| Exercise goal |
Write out all the entries word for word and omit any pictures.

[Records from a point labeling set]
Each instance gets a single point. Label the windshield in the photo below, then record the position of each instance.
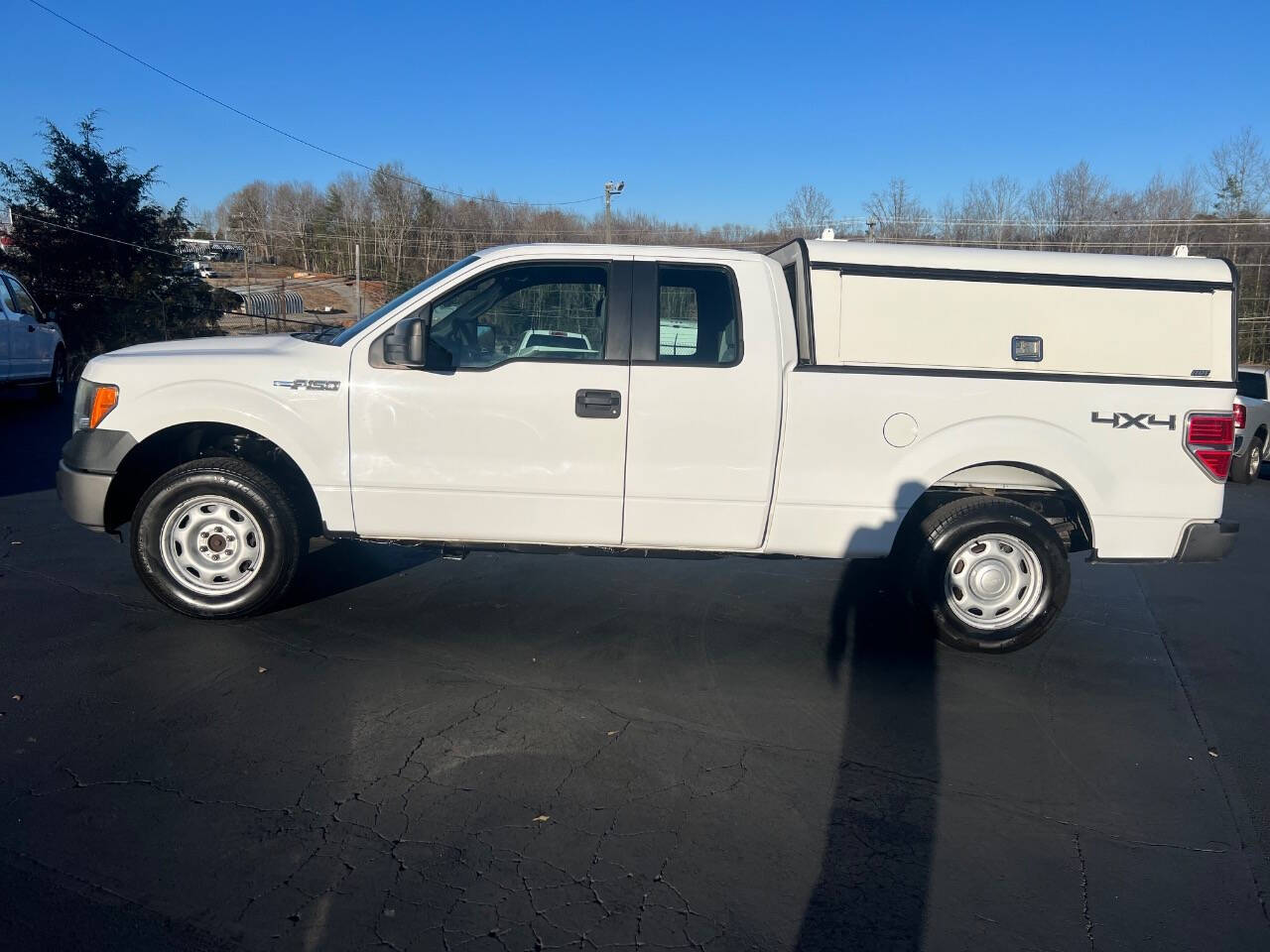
(354, 329)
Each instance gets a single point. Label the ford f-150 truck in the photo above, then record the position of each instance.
(975, 414)
(1251, 424)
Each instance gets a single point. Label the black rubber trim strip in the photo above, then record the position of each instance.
(1015, 375)
(1234, 317)
(1075, 281)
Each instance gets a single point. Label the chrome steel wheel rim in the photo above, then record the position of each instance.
(993, 581)
(212, 544)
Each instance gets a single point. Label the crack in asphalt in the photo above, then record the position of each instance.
(1084, 889)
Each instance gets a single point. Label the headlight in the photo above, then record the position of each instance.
(93, 404)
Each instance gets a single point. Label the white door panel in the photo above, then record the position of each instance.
(492, 456)
(503, 444)
(4, 344)
(701, 452)
(699, 457)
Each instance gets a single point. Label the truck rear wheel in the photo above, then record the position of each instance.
(991, 572)
(214, 538)
(1247, 468)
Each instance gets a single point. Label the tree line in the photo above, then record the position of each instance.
(407, 232)
(93, 244)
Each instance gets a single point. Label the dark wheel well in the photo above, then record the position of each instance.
(1062, 508)
(166, 449)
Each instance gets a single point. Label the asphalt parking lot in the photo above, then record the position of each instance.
(530, 752)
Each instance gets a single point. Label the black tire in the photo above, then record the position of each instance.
(948, 530)
(245, 489)
(56, 385)
(1254, 470)
(1242, 468)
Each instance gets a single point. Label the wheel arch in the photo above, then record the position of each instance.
(1042, 490)
(180, 443)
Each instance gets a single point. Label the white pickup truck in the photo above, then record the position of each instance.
(975, 414)
(32, 350)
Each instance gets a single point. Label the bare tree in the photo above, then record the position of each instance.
(806, 214)
(1238, 173)
(896, 213)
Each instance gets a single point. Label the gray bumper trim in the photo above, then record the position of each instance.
(82, 495)
(1207, 540)
(96, 451)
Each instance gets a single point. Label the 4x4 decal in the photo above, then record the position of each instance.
(1141, 421)
(308, 384)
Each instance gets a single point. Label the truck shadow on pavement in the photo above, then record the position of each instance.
(348, 563)
(875, 871)
(32, 430)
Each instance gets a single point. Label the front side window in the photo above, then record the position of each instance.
(698, 317)
(1252, 384)
(23, 302)
(538, 312)
(5, 298)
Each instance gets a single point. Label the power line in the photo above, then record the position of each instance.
(294, 137)
(93, 234)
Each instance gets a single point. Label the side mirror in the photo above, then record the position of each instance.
(408, 343)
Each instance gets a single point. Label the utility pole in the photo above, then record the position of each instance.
(611, 188)
(246, 275)
(163, 309)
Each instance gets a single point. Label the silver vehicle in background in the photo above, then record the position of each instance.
(32, 350)
(1251, 422)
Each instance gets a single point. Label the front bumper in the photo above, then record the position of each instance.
(89, 461)
(1206, 540)
(82, 495)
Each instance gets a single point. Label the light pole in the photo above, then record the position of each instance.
(611, 188)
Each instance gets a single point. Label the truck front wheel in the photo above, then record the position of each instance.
(991, 572)
(214, 538)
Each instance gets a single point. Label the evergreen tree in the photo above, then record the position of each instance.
(91, 244)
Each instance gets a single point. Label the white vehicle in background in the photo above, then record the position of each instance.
(1251, 424)
(976, 416)
(32, 350)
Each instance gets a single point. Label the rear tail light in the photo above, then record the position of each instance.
(1210, 442)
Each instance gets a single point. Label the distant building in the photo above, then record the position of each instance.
(216, 248)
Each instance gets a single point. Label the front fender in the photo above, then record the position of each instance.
(312, 426)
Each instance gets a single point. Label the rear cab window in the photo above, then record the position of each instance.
(698, 318)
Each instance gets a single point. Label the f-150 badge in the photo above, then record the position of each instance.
(308, 384)
(1139, 421)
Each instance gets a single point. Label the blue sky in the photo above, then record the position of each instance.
(711, 112)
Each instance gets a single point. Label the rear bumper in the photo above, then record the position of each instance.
(1206, 540)
(1202, 542)
(82, 495)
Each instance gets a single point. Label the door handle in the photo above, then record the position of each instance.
(597, 404)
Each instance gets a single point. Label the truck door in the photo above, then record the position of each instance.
(27, 340)
(705, 402)
(7, 317)
(517, 431)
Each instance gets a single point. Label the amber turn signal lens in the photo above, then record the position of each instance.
(103, 402)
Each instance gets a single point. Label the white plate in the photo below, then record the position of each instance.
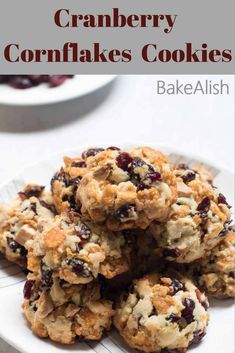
(13, 327)
(76, 87)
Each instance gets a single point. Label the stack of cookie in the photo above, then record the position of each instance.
(124, 237)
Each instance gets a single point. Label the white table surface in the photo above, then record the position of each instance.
(128, 109)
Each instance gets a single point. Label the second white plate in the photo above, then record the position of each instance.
(76, 87)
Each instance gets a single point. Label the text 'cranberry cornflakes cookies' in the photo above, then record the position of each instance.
(63, 311)
(198, 220)
(20, 219)
(78, 252)
(162, 312)
(127, 189)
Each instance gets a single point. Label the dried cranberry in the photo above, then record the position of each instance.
(232, 274)
(204, 304)
(76, 181)
(138, 318)
(222, 199)
(16, 247)
(30, 192)
(62, 177)
(124, 213)
(226, 229)
(198, 336)
(28, 81)
(187, 312)
(78, 248)
(79, 164)
(188, 177)
(173, 318)
(177, 285)
(57, 80)
(48, 206)
(78, 266)
(183, 166)
(33, 207)
(83, 231)
(204, 205)
(171, 252)
(123, 161)
(20, 82)
(46, 277)
(91, 152)
(148, 180)
(28, 289)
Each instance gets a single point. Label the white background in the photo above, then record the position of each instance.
(128, 109)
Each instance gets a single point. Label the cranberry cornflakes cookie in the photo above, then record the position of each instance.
(162, 312)
(19, 221)
(127, 189)
(198, 220)
(64, 311)
(76, 250)
(217, 272)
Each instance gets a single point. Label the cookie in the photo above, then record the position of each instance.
(162, 312)
(127, 190)
(64, 184)
(198, 220)
(20, 219)
(217, 271)
(65, 311)
(77, 251)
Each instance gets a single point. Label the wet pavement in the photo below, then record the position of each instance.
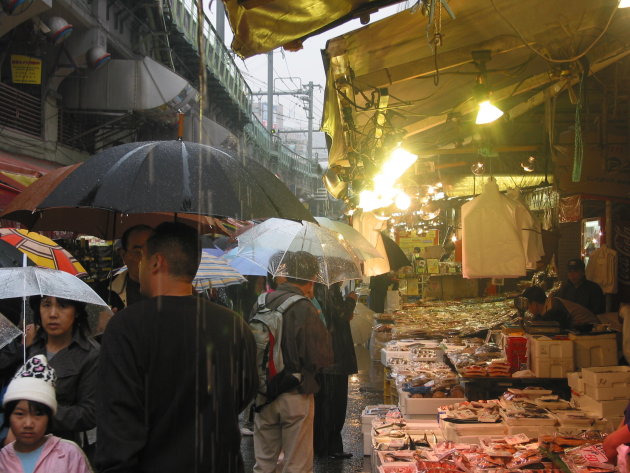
(365, 388)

| Solution for this task |
Each instance gets a single point. Label the windshield in the photo below, then record the position of each instance.
(354, 329)
Each instance gets a single point. Label the ford f-150 truck in the photo above, then record the position of each instance.
(975, 414)
(1251, 424)
Each instance gets a single point. Label the black rubber trim strip in the photo above, then record the position of each instance.
(1015, 375)
(1234, 317)
(1075, 281)
Each instance gets a single point. Label the chrome steel wheel rim in the photo above, then record the position of each instance.
(993, 581)
(212, 544)
Each instance gets a single point. Label the crack in asphalt in the photo above, then record the position of each instance.
(1084, 889)
Each instance gets a single point. Label the headlight in the photo above, then record the position of each instance.
(93, 404)
Each instance gets a single point. Label the white door panel in the photo above, then record the position of each instance.
(492, 456)
(503, 444)
(4, 344)
(701, 452)
(699, 457)
Each instance gets a single point. Label the truck rear wheel in the photo above, then record the position of each instance.
(991, 572)
(214, 538)
(1247, 468)
Each instance gets a single point. Label the tree line in the photo above, then record the position of each instance.
(407, 232)
(93, 244)
Each instance gets a single point. Label the dark wheel well in the photo above, then record the position of each instance.
(1062, 508)
(166, 449)
Each instance gets a single point. Label the asphalt parking lot in the photo above, then record the position of each instance.
(530, 752)
Each instance gets a single point. Label the black tire in the photo above, then record the position of each instance.
(948, 530)
(245, 489)
(56, 385)
(1254, 470)
(1242, 468)
Each instance gets a single point. Label the wheel arch in the photo above, then record the position of each instance.
(1042, 490)
(180, 443)
Each instance gets a single point. Label the white pickup truck in the photo above, then record the position of each instance.
(975, 414)
(32, 350)
Each instance gets a single point. Label the bare tree in the photo above, then record the position of each instance.
(806, 214)
(1238, 173)
(896, 213)
Each instance gets a single point. Label the gray bumper trim in the photo above, then record the position of each instance.
(82, 495)
(1207, 540)
(96, 451)
Each instance gets a single point. Label the 4x4 decal in the photo above, then record the position of each instance.
(1141, 421)
(308, 384)
Each instance gets a single point. Label the truck shadow on pavement in the photo above, then record the position of each instance.
(348, 563)
(875, 871)
(32, 430)
Each instance gets a single point. Label the front side window in the photo above, then record the position of each instance.
(698, 317)
(1252, 384)
(23, 302)
(538, 312)
(5, 298)
Each instance gets a single point. Label the power line in the photo above, then record the position of each instance.
(294, 137)
(93, 234)
Each instance gets a single point. Label the side mirror in the photo above, then record the position of each instance.
(408, 343)
Each instance gets a single point. Label the utility pole in the photo above, then record the position of each instance.
(611, 188)
(246, 275)
(163, 309)
Each instance gets a single point. Label the silver vehicle in background in the photo above, then record the position of each instance.
(32, 350)
(1251, 422)
Each instance gets a single point. Label the front bumper in the photo above, then record the position of each instance.
(89, 461)
(1206, 540)
(82, 495)
Each instance gets a single point. Label the light pole in the photo above, then record the position of each instance.
(611, 188)
Each instance gets a single point. Label the truck front wheel in the photo above, then record the position of each instance.
(991, 572)
(214, 538)
Each instance gets a single point. Label the evergreen tree in the photo above, then record the position of each instance.
(91, 244)
Each instance gets a single point. Label the white vehicle in background in the photo above, then record the position of each instance.
(1251, 424)
(976, 416)
(32, 350)
Each instance gets a single point. Label the rear tail light in the photo above, then record the position of each instance.
(1210, 442)
Each instance gets a single point. Label the distant building in the photo above, then record the position of each instance.
(216, 248)
Each instance gets a single point. Label the front fender in the photo above, then record the position of each instance.
(312, 426)
Each instance gets a single point. Label the rear cab window in the photo above, then record the position of each instance.
(698, 318)
Each instance gets a single point. Label the f-150 badge in the photo above, then record the position of each instance.
(308, 384)
(1139, 421)
Each instance gets a single point. Label the blue sky in the photo above, then record the position of each instance.
(711, 112)
Each instance gets a single point. Label the rear bumper in the photo above, then record the position of each instance.
(1206, 540)
(1202, 542)
(82, 495)
Each instance gets a single point. Label the door handle in the photo above, then record the position of each instance.
(597, 404)
Each instance gets a single point. Label the truck door in the photo above, then record the position of each instance.
(27, 340)
(705, 402)
(7, 317)
(517, 431)
Each instance gets a single point. Label the amber turn signal lens in the photo above, then record the position of each instance.
(103, 402)
Each instance gets a single point. Label the white plate in the photo below, then record the position of each instance.
(13, 327)
(76, 87)
Each instance gets a single point. Label the stack of cookie in the photo above, then record the position of each instance.
(124, 237)
Each instance gets a single point. Label the white table surface in the photo above, then record the position of each instance.
(128, 109)
Each instance gets a single point. Label the second white plate in the photo above, then record the position of each instance.
(76, 87)
Each instance gets a single point. Label the text 'cranberry cornflakes cookies' in the photo above, then record the position of each instance.
(63, 311)
(198, 220)
(20, 219)
(78, 252)
(162, 312)
(127, 189)
Each instance gets a single point. Label the dried cranberry in the photo above, then record the position of each instance.
(232, 274)
(204, 304)
(76, 181)
(138, 318)
(222, 199)
(16, 247)
(30, 192)
(62, 177)
(124, 213)
(226, 229)
(198, 336)
(28, 81)
(187, 312)
(78, 248)
(79, 164)
(188, 177)
(173, 318)
(177, 285)
(57, 80)
(48, 206)
(78, 266)
(183, 166)
(33, 207)
(83, 231)
(204, 205)
(171, 252)
(123, 161)
(20, 82)
(46, 277)
(91, 152)
(148, 180)
(28, 289)
Each instance gets a single point. Label the white background in the photo above, then record the position of each instance.
(128, 109)
Each instance gets a single point. Label the cranberry cornflakes cookie in the photo above, then record the position of each instance.
(162, 312)
(19, 221)
(127, 189)
(198, 220)
(64, 311)
(76, 250)
(217, 272)
Each instance gets a single point. Label the cookie in the photo above, then record the position of each instance.
(162, 312)
(127, 190)
(64, 184)
(198, 220)
(20, 219)
(217, 271)
(65, 311)
(77, 251)
Each instance gets a single point. Label the wet pavement in the photo below, then record the position of each instance.
(365, 388)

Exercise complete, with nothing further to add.